» Instruction: Reproduce every item below word for word, omitting the pictures.

**********

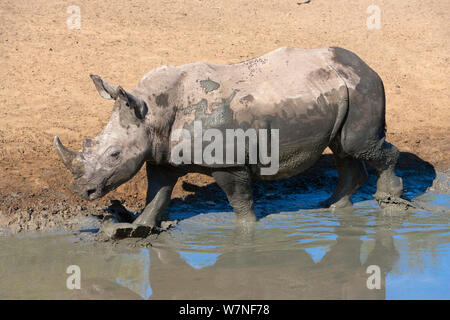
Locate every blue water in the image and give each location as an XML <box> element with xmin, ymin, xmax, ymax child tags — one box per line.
<box><xmin>0</xmin><ymin>171</ymin><xmax>450</xmax><ymax>299</ymax></box>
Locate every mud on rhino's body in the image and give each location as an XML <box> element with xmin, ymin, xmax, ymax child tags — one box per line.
<box><xmin>55</xmin><ymin>47</ymin><xmax>402</xmax><ymax>238</ymax></box>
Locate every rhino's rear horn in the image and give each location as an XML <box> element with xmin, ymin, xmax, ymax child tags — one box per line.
<box><xmin>54</xmin><ymin>136</ymin><xmax>77</xmax><ymax>173</ymax></box>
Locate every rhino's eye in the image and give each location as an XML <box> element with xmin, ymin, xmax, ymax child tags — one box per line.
<box><xmin>109</xmin><ymin>151</ymin><xmax>120</xmax><ymax>158</ymax></box>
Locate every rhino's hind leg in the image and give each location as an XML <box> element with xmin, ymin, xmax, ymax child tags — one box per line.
<box><xmin>212</xmin><ymin>167</ymin><xmax>256</xmax><ymax>224</ymax></box>
<box><xmin>361</xmin><ymin>139</ymin><xmax>403</xmax><ymax>207</ymax></box>
<box><xmin>322</xmin><ymin>146</ymin><xmax>367</xmax><ymax>209</ymax></box>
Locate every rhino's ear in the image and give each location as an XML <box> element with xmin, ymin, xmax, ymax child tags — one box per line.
<box><xmin>90</xmin><ymin>74</ymin><xmax>117</xmax><ymax>99</ymax></box>
<box><xmin>117</xmin><ymin>86</ymin><xmax>148</xmax><ymax>120</ymax></box>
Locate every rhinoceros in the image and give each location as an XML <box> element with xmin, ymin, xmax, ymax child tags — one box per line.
<box><xmin>54</xmin><ymin>47</ymin><xmax>403</xmax><ymax>238</ymax></box>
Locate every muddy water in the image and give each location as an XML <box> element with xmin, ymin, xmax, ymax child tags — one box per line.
<box><xmin>0</xmin><ymin>171</ymin><xmax>450</xmax><ymax>299</ymax></box>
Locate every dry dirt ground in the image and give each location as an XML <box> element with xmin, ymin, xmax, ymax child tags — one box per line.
<box><xmin>0</xmin><ymin>0</ymin><xmax>450</xmax><ymax>229</ymax></box>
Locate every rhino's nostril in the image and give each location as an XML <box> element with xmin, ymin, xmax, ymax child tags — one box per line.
<box><xmin>87</xmin><ymin>189</ymin><xmax>97</xmax><ymax>197</ymax></box>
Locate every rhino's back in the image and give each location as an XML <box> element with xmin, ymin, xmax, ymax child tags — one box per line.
<box><xmin>173</xmin><ymin>48</ymin><xmax>345</xmax><ymax>144</ymax></box>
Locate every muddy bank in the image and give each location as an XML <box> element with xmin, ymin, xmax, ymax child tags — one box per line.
<box><xmin>0</xmin><ymin>153</ymin><xmax>442</xmax><ymax>238</ymax></box>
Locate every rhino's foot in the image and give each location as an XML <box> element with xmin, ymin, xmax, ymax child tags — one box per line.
<box><xmin>375</xmin><ymin>192</ymin><xmax>420</xmax><ymax>211</ymax></box>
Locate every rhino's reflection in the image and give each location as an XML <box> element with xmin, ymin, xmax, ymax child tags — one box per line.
<box><xmin>139</xmin><ymin>212</ymin><xmax>398</xmax><ymax>299</ymax></box>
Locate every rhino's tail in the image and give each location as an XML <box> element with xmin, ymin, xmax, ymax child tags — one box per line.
<box><xmin>328</xmin><ymin>65</ymin><xmax>350</xmax><ymax>142</ymax></box>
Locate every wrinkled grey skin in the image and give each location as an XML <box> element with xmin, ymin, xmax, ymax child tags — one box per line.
<box><xmin>55</xmin><ymin>47</ymin><xmax>402</xmax><ymax>238</ymax></box>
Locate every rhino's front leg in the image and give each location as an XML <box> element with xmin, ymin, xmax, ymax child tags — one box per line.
<box><xmin>212</xmin><ymin>167</ymin><xmax>256</xmax><ymax>225</ymax></box>
<box><xmin>133</xmin><ymin>162</ymin><xmax>181</xmax><ymax>228</ymax></box>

**********

» Result of the exercise:
Locate every blue water in the image and give each location as an XML <box> element with xmin, ymin, xmax, ymax child tags — one box per line.
<box><xmin>0</xmin><ymin>171</ymin><xmax>450</xmax><ymax>299</ymax></box>
Locate every mud on rhino's body in the image and give each location as an XML <box> element with xmin, ymin, xmax, ymax child tags — one box per line.
<box><xmin>55</xmin><ymin>47</ymin><xmax>402</xmax><ymax>238</ymax></box>
Locate every rhino's rear horn in the image and give each location as an XML <box> element with xmin, ymin, xmax, ymax child tags — one box per line.
<box><xmin>54</xmin><ymin>136</ymin><xmax>77</xmax><ymax>173</ymax></box>
Locate every rhino's eye in the image and give each location as an XML <box> element with xmin, ymin, xmax, ymax child tags — one box per line.
<box><xmin>109</xmin><ymin>151</ymin><xmax>120</xmax><ymax>158</ymax></box>
Locate every rhino's hind leg in the image and give each location as an XML <box> element with xmin, ymin, xmax, ymax child tags — one box per line.
<box><xmin>212</xmin><ymin>167</ymin><xmax>256</xmax><ymax>224</ymax></box>
<box><xmin>361</xmin><ymin>139</ymin><xmax>403</xmax><ymax>207</ymax></box>
<box><xmin>322</xmin><ymin>146</ymin><xmax>367</xmax><ymax>209</ymax></box>
Locate every rhino's ear in the image and give each location as an XML <box> element with xmin, ymin, xmax, ymax child tags — one box per line.
<box><xmin>90</xmin><ymin>74</ymin><xmax>117</xmax><ymax>99</ymax></box>
<box><xmin>117</xmin><ymin>86</ymin><xmax>148</xmax><ymax>120</ymax></box>
Locate every rhinoceros in the image and give each location as an XML <box> element with xmin, ymin, xmax, ymax child tags — one box per line.
<box><xmin>54</xmin><ymin>47</ymin><xmax>403</xmax><ymax>238</ymax></box>
Locate every muddy water in the image and give each location as an XML <box> element with xmin, ymin, xmax, ymax child tags — one box per line.
<box><xmin>0</xmin><ymin>171</ymin><xmax>450</xmax><ymax>299</ymax></box>
Locate every dry dirt ground in the image and give each location as an XML <box> element with xmin, ymin, xmax, ymax child tags — one box per line.
<box><xmin>0</xmin><ymin>0</ymin><xmax>450</xmax><ymax>229</ymax></box>
Locate every rhino's nostril in the image and give each location as an XML <box> element with xmin, ymin, xmax, ymax child tags — one box per line.
<box><xmin>87</xmin><ymin>189</ymin><xmax>97</xmax><ymax>197</ymax></box>
Locate every rhino's back in the image and give each location as an XML <box> element with xmin, ymin, xmax, ymax child tags — one box per line.
<box><xmin>173</xmin><ymin>48</ymin><xmax>345</xmax><ymax>144</ymax></box>
Locate every muddy bank in the image and give each location as an XML <box> element with xmin, ymin, xmax, ymax child tags — one box per line.
<box><xmin>0</xmin><ymin>153</ymin><xmax>442</xmax><ymax>238</ymax></box>
Locate every rhino's foot in the image and give each location as an XML <box> element with xmin, ymin, xmax, ymax child tags — one box per line.
<box><xmin>375</xmin><ymin>192</ymin><xmax>420</xmax><ymax>211</ymax></box>
Locate every rhino's reflection in the image and give each location as an XML <box> element with xmin, ymin, xmax, ymax child tags — one box per line.
<box><xmin>139</xmin><ymin>212</ymin><xmax>398</xmax><ymax>299</ymax></box>
Locate every rhino's tail in the image and give each location as an XML <box> element with xmin, ymin, xmax, ymax child tags — one box per line.
<box><xmin>328</xmin><ymin>65</ymin><xmax>350</xmax><ymax>142</ymax></box>
Locate every wrinkled grey skin in the image and give each location as an XML <box> element with xmin, ymin, xmax, ymax child tags — one box per line.
<box><xmin>55</xmin><ymin>47</ymin><xmax>402</xmax><ymax>238</ymax></box>
Locate every rhino's front leg in the image and give each location as an XML <box> element with xmin, ymin, xmax, ymax child tags — one box per line.
<box><xmin>212</xmin><ymin>167</ymin><xmax>256</xmax><ymax>225</ymax></box>
<box><xmin>133</xmin><ymin>162</ymin><xmax>181</xmax><ymax>228</ymax></box>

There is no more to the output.